Reprint the whole of the data exactly.

··· Task material

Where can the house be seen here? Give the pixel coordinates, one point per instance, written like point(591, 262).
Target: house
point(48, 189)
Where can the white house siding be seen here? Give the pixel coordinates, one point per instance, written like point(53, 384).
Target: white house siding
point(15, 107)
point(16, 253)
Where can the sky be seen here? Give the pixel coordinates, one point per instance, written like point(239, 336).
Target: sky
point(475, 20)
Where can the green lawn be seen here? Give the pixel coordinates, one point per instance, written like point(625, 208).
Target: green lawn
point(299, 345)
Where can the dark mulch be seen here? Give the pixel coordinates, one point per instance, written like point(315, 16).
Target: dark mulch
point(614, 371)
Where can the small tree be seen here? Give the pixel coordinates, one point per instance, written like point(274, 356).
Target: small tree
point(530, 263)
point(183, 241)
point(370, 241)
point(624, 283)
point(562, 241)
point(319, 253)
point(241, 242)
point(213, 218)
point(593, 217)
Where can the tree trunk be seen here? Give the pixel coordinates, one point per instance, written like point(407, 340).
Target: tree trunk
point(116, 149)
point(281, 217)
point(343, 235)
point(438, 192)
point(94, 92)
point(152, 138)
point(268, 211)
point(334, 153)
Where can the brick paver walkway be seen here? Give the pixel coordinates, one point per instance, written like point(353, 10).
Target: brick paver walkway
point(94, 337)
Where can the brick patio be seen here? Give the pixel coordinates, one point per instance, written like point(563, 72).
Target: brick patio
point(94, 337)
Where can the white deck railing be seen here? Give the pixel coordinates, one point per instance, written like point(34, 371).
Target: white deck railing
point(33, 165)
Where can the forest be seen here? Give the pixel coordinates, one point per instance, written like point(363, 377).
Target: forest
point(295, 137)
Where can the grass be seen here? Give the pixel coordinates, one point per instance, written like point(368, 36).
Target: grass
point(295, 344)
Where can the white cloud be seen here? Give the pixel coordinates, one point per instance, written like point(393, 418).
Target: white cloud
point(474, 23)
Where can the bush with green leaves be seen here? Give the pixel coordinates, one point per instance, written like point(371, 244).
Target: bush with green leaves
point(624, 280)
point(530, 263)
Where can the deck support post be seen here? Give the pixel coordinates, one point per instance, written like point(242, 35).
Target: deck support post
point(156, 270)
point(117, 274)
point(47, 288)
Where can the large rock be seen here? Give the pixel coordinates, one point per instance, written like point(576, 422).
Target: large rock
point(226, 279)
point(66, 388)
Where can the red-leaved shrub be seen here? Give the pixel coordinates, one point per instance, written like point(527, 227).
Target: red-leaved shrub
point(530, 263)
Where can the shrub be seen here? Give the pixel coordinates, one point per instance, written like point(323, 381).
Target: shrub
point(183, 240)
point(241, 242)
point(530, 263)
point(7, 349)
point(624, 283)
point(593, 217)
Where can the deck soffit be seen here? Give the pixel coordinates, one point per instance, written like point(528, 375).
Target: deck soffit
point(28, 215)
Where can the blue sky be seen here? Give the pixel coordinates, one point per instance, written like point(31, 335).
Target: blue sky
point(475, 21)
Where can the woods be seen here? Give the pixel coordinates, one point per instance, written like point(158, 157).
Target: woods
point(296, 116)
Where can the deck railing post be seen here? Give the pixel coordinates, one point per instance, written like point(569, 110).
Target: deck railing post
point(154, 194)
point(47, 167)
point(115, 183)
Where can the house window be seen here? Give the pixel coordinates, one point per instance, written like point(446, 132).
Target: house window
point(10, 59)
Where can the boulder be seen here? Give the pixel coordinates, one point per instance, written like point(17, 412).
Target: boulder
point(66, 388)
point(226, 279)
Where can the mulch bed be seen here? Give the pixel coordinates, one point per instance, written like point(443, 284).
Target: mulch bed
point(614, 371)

······

* Result:
Where can the house be seen here? Give the pixel coordinates, one point per instance, written like point(591, 262).
Target: house
point(48, 189)
Where can the white house siding be seen here? Give the pixel coordinates, one point per instance, written like point(53, 384).
Target: white house siding
point(15, 107)
point(16, 253)
Where can the sky be seen here? Give the pixel coordinates, one point per instance, written like point(239, 336).
Target: sky
point(475, 20)
Where can the green lawn be seen here? Give the pixel coordinates, one point per instance, written like point(625, 208).
Target: green lawn
point(299, 345)
Where can the dark mulch be seen here? Give the pixel coordinates, one point per instance, written like point(315, 16).
Target: dark mulch
point(614, 371)
Where can the small tree be seen here? Give the pixel coordinates, one point per instance, written like point(274, 356).
Target: small tree
point(530, 263)
point(183, 241)
point(370, 241)
point(624, 283)
point(562, 241)
point(319, 253)
point(241, 242)
point(213, 218)
point(593, 217)
Where can the tree trunk be seen here? Give the pixel coordinates, one point per instance, written like point(407, 340).
Target: tree trunk
point(116, 149)
point(281, 217)
point(343, 235)
point(438, 192)
point(94, 92)
point(152, 138)
point(268, 211)
point(334, 153)
Where can the brick paver walkway be seen here? Give the pixel coordinates, one point per instance, written like point(353, 10).
Target: brick paver walkway
point(94, 337)
Where can the brick patio be seen here? Give the pixel coordinates, one point per instance, written like point(563, 72).
Target: brick patio
point(94, 337)
Where can the white deck railing be seen here? Give the pixel coordinates, one point per instance, written like point(34, 371).
Target: white deck railing
point(33, 165)
Where can the forest be seen here? Give the pixel coordinates, one point per instance, written like point(363, 377).
Target: forest
point(295, 137)
Where can the grass be seen here? Give the pixel coordinates, one point per instance, written like point(368, 36).
Target: grass
point(295, 344)
Where can the white cloud be seen here? Give the pixel coordinates, one point per instance, written like point(393, 418).
Target: white cloud
point(474, 23)
Where can the bush with green leaves be seen here? Give the pixel coordinates, one point per instance, written like point(371, 244).
Target: bush with green leaves
point(624, 280)
point(530, 263)
Where can the deck support post be seen here? Give the pixel coordinates, one point per instance, written like point(242, 35).
Target: deck support post
point(156, 270)
point(117, 274)
point(47, 288)
Where can the large rock be seen here? Give the pixel coordinates, one point per instance, written like point(576, 422).
Target: large rock
point(226, 279)
point(66, 388)
Where can the red-leaved shrub be seen here? Give the pixel coordinates, one point per instance, written like point(527, 227).
Target: red-leaved shrub
point(530, 263)
Where can the shrub be seen here? Give the pixel coordinates, one point per instance, written like point(323, 381).
Target: shrub
point(183, 240)
point(241, 242)
point(530, 263)
point(7, 349)
point(624, 283)
point(593, 217)
Where can the deck soffit be seen here? Give the pixel coordinates, one point per instance, written like point(528, 375).
Target: deck soffit
point(28, 215)
Where can the blue sky be seen here? Give the pixel coordinates, one point per instance, written like point(31, 335).
Target: blue sky
point(475, 21)
Where can the woods be seen here? Give the pixel coordinates, one point per instance, written like point(158, 157).
Target: woods
point(296, 116)
Where can the deck railing post be seen here? Give the pixel coordinates, one point per instance, written like point(569, 110).
Target: deck railing post
point(154, 194)
point(47, 167)
point(115, 183)
Where can the house window be seen here? Give the pixel coordinates, one point per instance, written like point(446, 132).
Target: house window
point(10, 59)
Where can the boulder be seen here? Give the pixel coordinates, one point per instance, written like point(17, 412).
Target: boulder
point(66, 388)
point(226, 279)
Where can the mulch bed be seen here? Give the pixel coordinates, one point per instance, written like point(443, 284).
Target: mulch bed
point(614, 371)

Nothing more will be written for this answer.